### Exercise brief
Rewrite the records from the line that has "shape point(869, 295)" through the end, changing "blue flag" to "green flag" and leaving everything else the same.

################

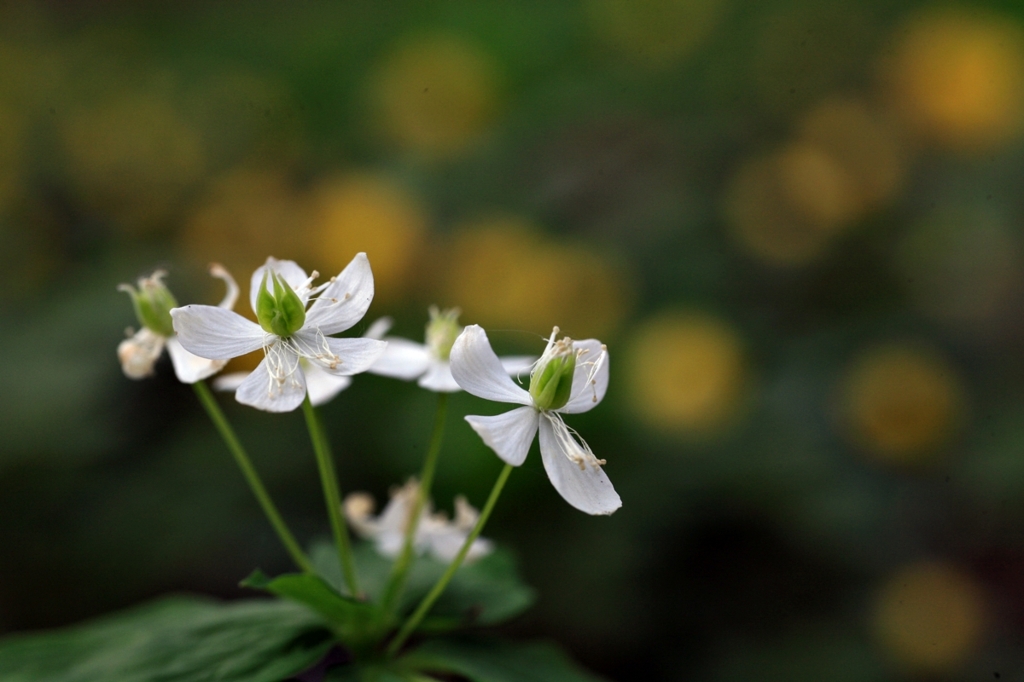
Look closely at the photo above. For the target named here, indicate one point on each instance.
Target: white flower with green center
(296, 320)
(430, 361)
(321, 384)
(153, 302)
(435, 534)
(570, 377)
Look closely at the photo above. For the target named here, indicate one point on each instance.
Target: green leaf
(348, 617)
(484, 592)
(493, 661)
(176, 639)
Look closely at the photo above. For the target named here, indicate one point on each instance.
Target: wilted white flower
(153, 302)
(570, 377)
(288, 331)
(429, 361)
(435, 534)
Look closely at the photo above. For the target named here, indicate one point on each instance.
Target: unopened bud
(551, 381)
(442, 330)
(153, 302)
(281, 312)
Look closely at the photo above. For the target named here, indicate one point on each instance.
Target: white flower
(435, 534)
(570, 377)
(321, 385)
(139, 352)
(288, 332)
(429, 361)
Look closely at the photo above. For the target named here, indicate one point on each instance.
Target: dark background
(796, 224)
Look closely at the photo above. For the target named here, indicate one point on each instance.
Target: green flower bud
(282, 312)
(153, 302)
(442, 330)
(551, 382)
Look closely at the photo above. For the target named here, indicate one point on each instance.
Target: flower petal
(350, 355)
(478, 371)
(189, 368)
(588, 488)
(289, 269)
(402, 359)
(215, 333)
(282, 392)
(589, 387)
(379, 328)
(322, 385)
(345, 300)
(229, 381)
(510, 435)
(438, 378)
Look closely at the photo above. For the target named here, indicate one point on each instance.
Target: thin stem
(233, 444)
(435, 592)
(332, 496)
(399, 572)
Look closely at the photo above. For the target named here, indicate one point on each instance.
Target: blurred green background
(797, 224)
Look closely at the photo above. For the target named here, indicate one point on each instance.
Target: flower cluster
(296, 323)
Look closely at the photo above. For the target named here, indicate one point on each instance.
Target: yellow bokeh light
(654, 32)
(930, 616)
(957, 78)
(503, 272)
(131, 159)
(375, 214)
(785, 209)
(435, 95)
(685, 372)
(246, 216)
(901, 402)
(863, 144)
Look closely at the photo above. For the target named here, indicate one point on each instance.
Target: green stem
(435, 592)
(233, 444)
(396, 583)
(332, 496)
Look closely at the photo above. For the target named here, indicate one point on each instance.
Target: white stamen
(282, 364)
(571, 444)
(318, 351)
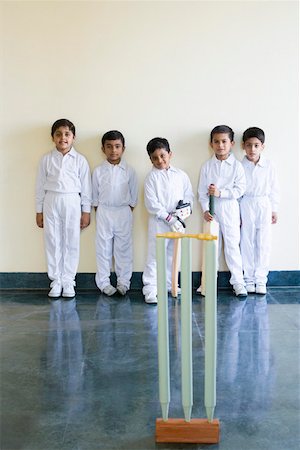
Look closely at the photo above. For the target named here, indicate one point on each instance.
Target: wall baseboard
(38, 280)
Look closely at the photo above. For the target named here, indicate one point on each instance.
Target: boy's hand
(85, 220)
(274, 217)
(207, 216)
(213, 190)
(39, 220)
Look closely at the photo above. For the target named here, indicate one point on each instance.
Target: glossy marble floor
(81, 374)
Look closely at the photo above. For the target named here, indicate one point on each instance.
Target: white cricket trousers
(227, 214)
(62, 213)
(114, 239)
(256, 217)
(149, 274)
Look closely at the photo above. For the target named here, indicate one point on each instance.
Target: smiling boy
(164, 186)
(63, 204)
(115, 194)
(223, 177)
(259, 207)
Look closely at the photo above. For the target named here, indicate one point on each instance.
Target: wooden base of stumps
(197, 431)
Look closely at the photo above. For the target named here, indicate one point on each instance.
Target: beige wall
(174, 69)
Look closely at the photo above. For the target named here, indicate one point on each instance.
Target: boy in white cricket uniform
(115, 194)
(223, 177)
(63, 205)
(259, 206)
(164, 186)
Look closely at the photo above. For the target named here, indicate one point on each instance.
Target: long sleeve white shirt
(164, 189)
(228, 175)
(115, 185)
(65, 174)
(262, 180)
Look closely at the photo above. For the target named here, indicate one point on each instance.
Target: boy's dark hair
(222, 129)
(156, 143)
(62, 123)
(254, 132)
(113, 135)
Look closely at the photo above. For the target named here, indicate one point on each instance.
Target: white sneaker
(199, 290)
(261, 289)
(55, 290)
(178, 291)
(250, 288)
(122, 289)
(68, 290)
(109, 290)
(151, 298)
(240, 290)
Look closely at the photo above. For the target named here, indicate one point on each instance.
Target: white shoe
(261, 289)
(250, 288)
(151, 298)
(178, 291)
(55, 290)
(109, 290)
(199, 290)
(68, 290)
(122, 289)
(240, 290)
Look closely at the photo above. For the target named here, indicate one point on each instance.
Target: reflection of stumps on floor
(187, 430)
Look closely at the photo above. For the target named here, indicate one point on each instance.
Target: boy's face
(113, 151)
(63, 139)
(253, 148)
(221, 145)
(160, 158)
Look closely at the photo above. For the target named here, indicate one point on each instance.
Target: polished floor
(81, 374)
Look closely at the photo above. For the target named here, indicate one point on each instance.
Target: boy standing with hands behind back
(164, 186)
(115, 194)
(223, 177)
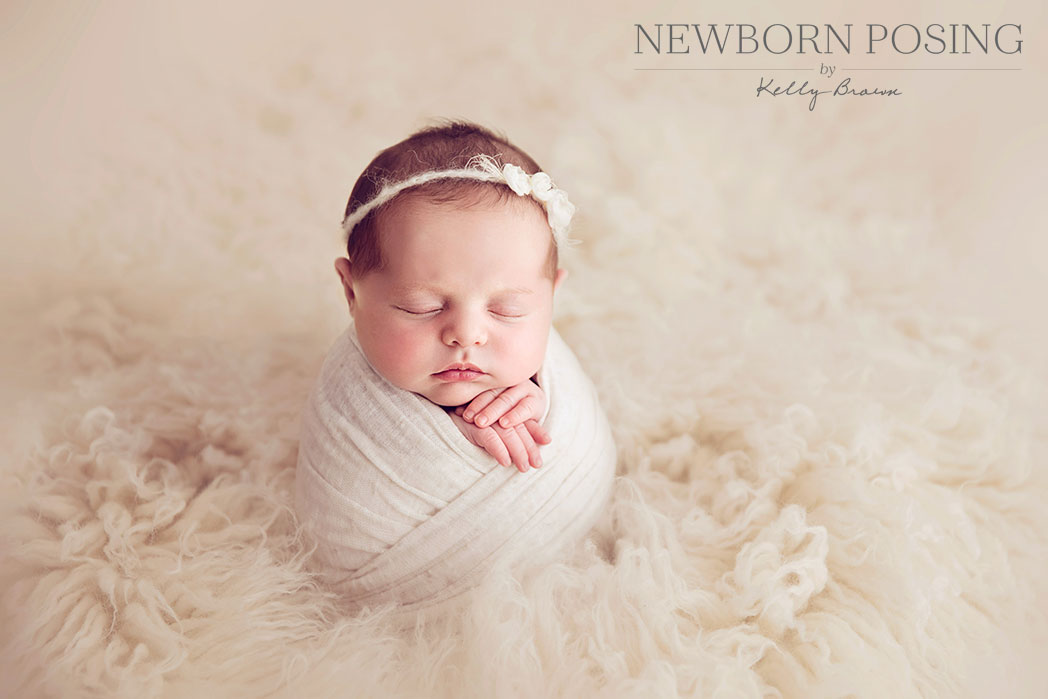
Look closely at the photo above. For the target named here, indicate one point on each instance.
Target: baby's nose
(464, 329)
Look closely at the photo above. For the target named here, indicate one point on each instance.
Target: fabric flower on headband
(539, 187)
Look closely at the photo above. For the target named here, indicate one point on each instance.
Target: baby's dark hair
(448, 146)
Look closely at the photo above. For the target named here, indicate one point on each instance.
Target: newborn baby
(451, 287)
(450, 367)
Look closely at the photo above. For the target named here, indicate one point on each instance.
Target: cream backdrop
(817, 336)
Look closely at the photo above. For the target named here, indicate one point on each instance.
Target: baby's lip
(458, 366)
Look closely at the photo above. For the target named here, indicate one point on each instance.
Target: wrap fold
(405, 509)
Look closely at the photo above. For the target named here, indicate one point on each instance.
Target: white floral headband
(485, 168)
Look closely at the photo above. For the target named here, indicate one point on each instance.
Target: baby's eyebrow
(414, 288)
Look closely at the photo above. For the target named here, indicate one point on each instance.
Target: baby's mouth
(460, 372)
(460, 367)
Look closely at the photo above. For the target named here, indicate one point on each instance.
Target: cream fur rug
(831, 481)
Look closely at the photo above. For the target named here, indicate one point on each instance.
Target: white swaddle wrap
(404, 508)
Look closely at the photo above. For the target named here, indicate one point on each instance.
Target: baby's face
(460, 286)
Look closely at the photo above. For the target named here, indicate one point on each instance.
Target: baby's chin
(451, 395)
(460, 393)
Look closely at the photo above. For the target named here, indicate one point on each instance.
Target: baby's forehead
(395, 212)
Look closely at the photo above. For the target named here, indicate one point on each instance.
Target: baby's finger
(524, 410)
(532, 450)
(517, 449)
(478, 403)
(538, 432)
(492, 442)
(499, 406)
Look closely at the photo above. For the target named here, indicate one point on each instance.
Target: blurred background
(88, 88)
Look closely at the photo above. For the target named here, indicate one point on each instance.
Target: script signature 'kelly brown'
(844, 88)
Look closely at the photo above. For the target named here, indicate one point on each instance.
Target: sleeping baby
(450, 367)
(451, 283)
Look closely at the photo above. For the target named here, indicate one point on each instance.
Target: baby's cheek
(402, 355)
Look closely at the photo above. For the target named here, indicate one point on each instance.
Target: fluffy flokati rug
(829, 483)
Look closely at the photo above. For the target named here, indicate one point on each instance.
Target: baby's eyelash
(417, 312)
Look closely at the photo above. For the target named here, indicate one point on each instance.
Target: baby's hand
(510, 407)
(517, 445)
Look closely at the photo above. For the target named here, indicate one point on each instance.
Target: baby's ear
(345, 269)
(560, 277)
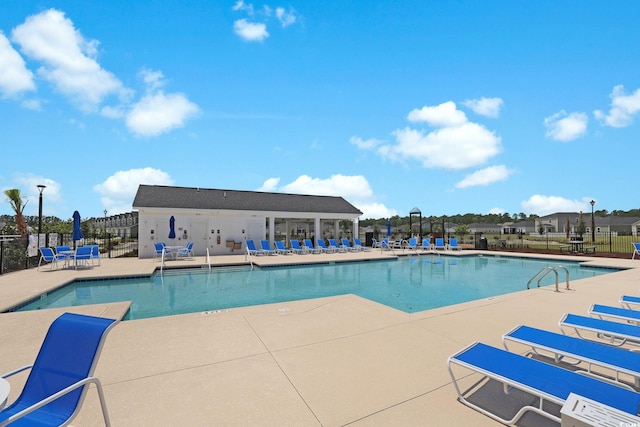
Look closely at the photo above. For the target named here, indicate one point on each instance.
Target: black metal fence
(14, 254)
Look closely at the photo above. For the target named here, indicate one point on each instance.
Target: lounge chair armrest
(16, 371)
(40, 404)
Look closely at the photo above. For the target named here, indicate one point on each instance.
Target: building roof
(158, 196)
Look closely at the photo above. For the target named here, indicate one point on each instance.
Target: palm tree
(15, 200)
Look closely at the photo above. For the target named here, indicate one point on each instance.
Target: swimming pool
(409, 284)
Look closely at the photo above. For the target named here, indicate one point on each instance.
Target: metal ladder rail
(247, 255)
(547, 271)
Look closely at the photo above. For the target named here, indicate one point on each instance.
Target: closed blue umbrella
(77, 232)
(172, 227)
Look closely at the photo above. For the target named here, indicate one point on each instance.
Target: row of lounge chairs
(412, 244)
(593, 364)
(307, 248)
(81, 256)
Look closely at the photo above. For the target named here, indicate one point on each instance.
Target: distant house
(567, 223)
(220, 220)
(479, 227)
(123, 225)
(520, 227)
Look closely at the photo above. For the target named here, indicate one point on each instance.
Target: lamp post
(40, 190)
(593, 223)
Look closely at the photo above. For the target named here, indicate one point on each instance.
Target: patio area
(332, 361)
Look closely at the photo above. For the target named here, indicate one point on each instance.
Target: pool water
(409, 284)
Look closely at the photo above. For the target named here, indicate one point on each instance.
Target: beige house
(221, 220)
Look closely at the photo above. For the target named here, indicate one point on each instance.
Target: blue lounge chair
(61, 374)
(159, 249)
(453, 244)
(426, 244)
(266, 247)
(586, 353)
(296, 248)
(335, 247)
(60, 249)
(348, 247)
(323, 248)
(186, 252)
(614, 332)
(313, 249)
(629, 301)
(358, 244)
(252, 250)
(547, 382)
(618, 313)
(47, 255)
(282, 249)
(95, 253)
(82, 256)
(384, 243)
(411, 244)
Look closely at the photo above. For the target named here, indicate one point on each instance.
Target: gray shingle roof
(157, 196)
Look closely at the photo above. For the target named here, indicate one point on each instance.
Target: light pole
(593, 223)
(40, 190)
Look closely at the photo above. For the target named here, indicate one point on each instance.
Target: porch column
(272, 229)
(318, 228)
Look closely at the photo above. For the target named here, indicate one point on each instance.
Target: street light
(40, 190)
(593, 222)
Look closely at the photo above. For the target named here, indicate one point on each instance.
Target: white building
(221, 220)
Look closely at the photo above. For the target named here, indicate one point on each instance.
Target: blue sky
(448, 106)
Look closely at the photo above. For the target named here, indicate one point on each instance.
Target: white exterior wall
(213, 228)
(205, 229)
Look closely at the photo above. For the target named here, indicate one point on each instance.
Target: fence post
(610, 242)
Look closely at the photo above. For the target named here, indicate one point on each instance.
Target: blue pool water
(409, 284)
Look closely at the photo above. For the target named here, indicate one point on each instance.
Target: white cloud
(543, 205)
(364, 144)
(443, 115)
(250, 31)
(69, 59)
(489, 107)
(566, 127)
(623, 108)
(355, 189)
(156, 113)
(160, 113)
(458, 147)
(270, 185)
(240, 5)
(118, 191)
(15, 78)
(485, 176)
(285, 18)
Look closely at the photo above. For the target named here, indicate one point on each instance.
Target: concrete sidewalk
(333, 361)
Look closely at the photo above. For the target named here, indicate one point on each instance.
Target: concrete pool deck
(332, 361)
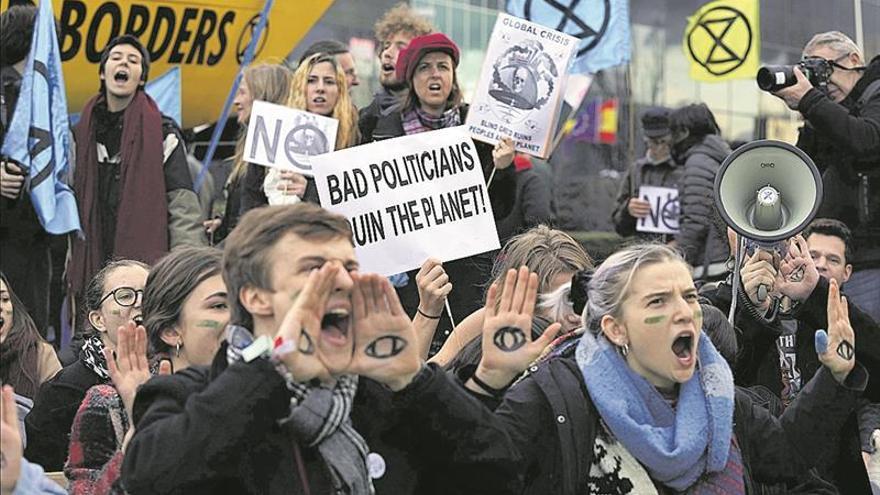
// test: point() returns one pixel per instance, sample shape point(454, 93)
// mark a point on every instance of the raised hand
point(130, 369)
point(507, 330)
point(433, 284)
point(385, 343)
point(10, 442)
point(797, 275)
point(301, 328)
point(836, 347)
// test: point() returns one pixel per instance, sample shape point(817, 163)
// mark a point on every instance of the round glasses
point(124, 296)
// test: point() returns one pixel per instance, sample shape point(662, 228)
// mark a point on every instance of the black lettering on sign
point(203, 32)
point(509, 339)
point(93, 47)
point(138, 20)
point(164, 15)
point(385, 347)
point(73, 15)
point(228, 18)
point(183, 34)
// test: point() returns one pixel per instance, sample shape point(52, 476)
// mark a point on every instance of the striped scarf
point(320, 418)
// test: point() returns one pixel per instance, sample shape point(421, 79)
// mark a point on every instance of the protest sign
point(287, 138)
point(521, 85)
point(663, 218)
point(410, 198)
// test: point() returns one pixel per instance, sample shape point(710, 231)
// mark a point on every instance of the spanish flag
point(722, 41)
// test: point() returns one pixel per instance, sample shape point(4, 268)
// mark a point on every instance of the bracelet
point(494, 392)
point(426, 315)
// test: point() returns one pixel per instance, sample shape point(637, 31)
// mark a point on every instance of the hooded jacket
point(702, 235)
point(844, 141)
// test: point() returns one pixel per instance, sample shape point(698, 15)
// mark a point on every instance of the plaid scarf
point(417, 120)
point(320, 417)
point(92, 356)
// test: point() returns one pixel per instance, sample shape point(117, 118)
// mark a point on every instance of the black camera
point(776, 77)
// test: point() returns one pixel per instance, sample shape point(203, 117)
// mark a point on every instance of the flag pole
point(224, 114)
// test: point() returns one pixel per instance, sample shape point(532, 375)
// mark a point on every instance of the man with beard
point(393, 31)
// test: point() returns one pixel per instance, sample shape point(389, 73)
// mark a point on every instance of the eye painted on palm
point(509, 339)
point(385, 347)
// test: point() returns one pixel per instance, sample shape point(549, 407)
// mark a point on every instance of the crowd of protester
point(245, 352)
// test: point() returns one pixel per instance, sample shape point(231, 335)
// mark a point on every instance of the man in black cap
point(657, 168)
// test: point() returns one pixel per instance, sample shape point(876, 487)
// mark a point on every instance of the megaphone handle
point(762, 292)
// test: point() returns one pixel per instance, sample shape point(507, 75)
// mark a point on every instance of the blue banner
point(165, 91)
point(39, 136)
point(602, 26)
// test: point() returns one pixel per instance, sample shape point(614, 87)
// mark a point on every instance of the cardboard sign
point(521, 85)
point(287, 138)
point(663, 218)
point(410, 198)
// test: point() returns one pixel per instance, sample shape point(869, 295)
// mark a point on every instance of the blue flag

################

### Answer below
// test: point() returns one pixel per instance, sample shape point(869, 295)
// mark a point on every instance of the green flag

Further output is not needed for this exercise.